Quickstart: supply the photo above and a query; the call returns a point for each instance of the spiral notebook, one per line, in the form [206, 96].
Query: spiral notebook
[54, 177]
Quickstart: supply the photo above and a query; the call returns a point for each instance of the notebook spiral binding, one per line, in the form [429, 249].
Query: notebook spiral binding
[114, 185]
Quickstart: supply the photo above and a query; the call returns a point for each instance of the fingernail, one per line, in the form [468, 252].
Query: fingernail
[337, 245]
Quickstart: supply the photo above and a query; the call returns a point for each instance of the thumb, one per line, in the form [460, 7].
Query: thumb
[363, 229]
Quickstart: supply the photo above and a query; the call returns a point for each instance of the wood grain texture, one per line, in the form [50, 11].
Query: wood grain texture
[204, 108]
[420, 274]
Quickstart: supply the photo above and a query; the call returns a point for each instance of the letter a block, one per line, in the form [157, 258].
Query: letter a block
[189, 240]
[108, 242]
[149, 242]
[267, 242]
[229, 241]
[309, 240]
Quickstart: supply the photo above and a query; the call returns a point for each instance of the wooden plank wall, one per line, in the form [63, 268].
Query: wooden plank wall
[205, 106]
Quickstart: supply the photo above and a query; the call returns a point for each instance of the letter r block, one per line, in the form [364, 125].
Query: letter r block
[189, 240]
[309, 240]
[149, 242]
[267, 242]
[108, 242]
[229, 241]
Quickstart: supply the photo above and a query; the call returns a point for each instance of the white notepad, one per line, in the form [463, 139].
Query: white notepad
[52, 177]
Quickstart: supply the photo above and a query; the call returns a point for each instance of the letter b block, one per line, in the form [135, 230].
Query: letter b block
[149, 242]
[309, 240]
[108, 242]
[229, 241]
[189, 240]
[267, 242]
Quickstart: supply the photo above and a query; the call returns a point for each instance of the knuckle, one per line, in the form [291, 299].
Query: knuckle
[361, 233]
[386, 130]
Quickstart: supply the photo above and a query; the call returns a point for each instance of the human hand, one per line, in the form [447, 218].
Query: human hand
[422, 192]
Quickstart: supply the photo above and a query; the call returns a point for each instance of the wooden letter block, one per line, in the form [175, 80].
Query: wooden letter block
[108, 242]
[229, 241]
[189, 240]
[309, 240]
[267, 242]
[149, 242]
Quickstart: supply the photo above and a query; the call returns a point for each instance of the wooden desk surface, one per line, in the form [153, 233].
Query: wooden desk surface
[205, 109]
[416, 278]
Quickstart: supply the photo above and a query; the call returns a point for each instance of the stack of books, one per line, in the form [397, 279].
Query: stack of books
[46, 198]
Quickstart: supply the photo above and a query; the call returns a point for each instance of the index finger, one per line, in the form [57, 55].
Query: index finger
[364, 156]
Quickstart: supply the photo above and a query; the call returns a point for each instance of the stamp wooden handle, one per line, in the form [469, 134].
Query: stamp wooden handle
* * *
Problem to solve: Please reproduce the records from the line with "form [447, 218]." through the end of the records, requests included, with each point coordinate in the answers multiplied by 1.4 and rounded to a whole number, halves rounded up. Leave every number in the requests and their format samples unchanged.

Result of the task:
Quickstart: supply the photo above and a query; the call returns a point for each instance of the human hand, one per line, in the form [447, 218].
Query: human hand
[591, 269]
Quickstart: supply the photo above and a query; the call returns a point for each instance of the wooden letter block, one per line, in the form [175, 80].
Query: wooden letter block
[151, 339]
[321, 337]
[265, 336]
[433, 336]
[374, 339]
[209, 339]
Quickstart: supply the photo above and a query; the call returns a point for each instance of the wooden desk surface, one per line, in the form [153, 233].
Query: wooden desk surface
[287, 153]
[582, 389]
Quickstart: supply the photo above and a query; the call returns a point for each instance of the stack of books, one per line, in the form [397, 279].
Query: stack of books
[64, 277]
Quickstart: supply the photo above and a query; the call returns a point for each instance of the index finger, one per line, in the form [57, 55].
Query: index finger
[510, 218]
Quickstart: supply the photo above and a query; the call returns a point for each instance of the stamp wooden handle, one per line, in the form [469, 134].
Query: stamp wooden handle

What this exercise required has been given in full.